-- Start Listing --

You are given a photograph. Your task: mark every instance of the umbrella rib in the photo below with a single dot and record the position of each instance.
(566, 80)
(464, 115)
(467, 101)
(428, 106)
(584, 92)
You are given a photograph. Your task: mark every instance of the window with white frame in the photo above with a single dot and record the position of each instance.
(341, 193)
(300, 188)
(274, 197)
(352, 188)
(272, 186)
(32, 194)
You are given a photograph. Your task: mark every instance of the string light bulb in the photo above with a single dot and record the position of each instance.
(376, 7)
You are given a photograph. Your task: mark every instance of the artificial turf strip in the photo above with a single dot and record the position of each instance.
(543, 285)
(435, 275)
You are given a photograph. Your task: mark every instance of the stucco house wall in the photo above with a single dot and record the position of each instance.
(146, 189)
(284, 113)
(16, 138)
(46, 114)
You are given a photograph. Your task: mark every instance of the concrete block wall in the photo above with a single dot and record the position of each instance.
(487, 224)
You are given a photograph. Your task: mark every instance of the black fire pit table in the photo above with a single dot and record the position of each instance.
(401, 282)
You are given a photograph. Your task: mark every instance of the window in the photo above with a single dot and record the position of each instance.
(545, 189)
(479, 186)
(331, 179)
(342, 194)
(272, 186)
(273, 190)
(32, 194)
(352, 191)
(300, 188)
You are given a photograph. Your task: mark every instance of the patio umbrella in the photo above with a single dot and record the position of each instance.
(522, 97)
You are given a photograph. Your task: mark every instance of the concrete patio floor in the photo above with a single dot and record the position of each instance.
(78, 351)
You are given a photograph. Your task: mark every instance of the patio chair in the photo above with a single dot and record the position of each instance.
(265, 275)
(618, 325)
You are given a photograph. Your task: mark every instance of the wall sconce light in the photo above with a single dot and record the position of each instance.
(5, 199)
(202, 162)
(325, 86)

-- End Listing --

Work to complete: Extract each line from the listing above, please, and repeat it exactly.

Answer for this exercise:
You are given a photograph. Your task: mark every instance of the umbrella rib in the photo below with a single dot and record the position of each instance.
(566, 80)
(464, 115)
(467, 101)
(428, 106)
(584, 92)
You are given a photograph. Your task: mark every instance of the window with white frame in the photo above with a single dot and record the position of each instance.
(341, 193)
(300, 188)
(274, 197)
(352, 188)
(272, 186)
(32, 194)
You are given a photograph. Your task: mark every instance of the string light bulb in the photo above with a single dot and record the position of each instance.
(376, 7)
You are given a photograph. Your task: mark every instance of the artificial turf strip in the photo above with a single dot and record the position of each instance.
(543, 285)
(435, 275)
You are given a photograph. Your task: mark every instance of the stucco house wall in the photo above with a single dot and record the position of each instance.
(146, 189)
(284, 113)
(16, 138)
(46, 114)
You are given a photograph. Your task: mark every instance of the concrete block wall in the photo above with a single dot and record the position of each instance.
(487, 224)
You are given a photograph. Your task: mark every instance of the black fire pit table in the photo above with a single dot and record the position of each instance.
(401, 282)
You are given a photograph. Your task: mark every instance of the window in the photo above with a single dot and record the position of each instance.
(545, 189)
(479, 186)
(331, 179)
(342, 194)
(272, 186)
(273, 190)
(32, 194)
(352, 191)
(300, 188)
You are given a photograph. Your task: mark every instance of the patio umbrella in the photo above with a single dot and record the position of each instance.
(522, 97)
You are given a photograph. Your task: mark every instance of the concrete patio floor in the photo above with a single dot and record the position of each instance.
(78, 351)
You are given a photograph. Your task: mark every instance of the patio chair in the photo above with a single dot and record the position of each instance.
(265, 275)
(618, 325)
You are given a photograph. Your task: mark every instance of the wall sconce light in the photo above with a single dot and record the position of each instance.
(5, 199)
(202, 162)
(325, 86)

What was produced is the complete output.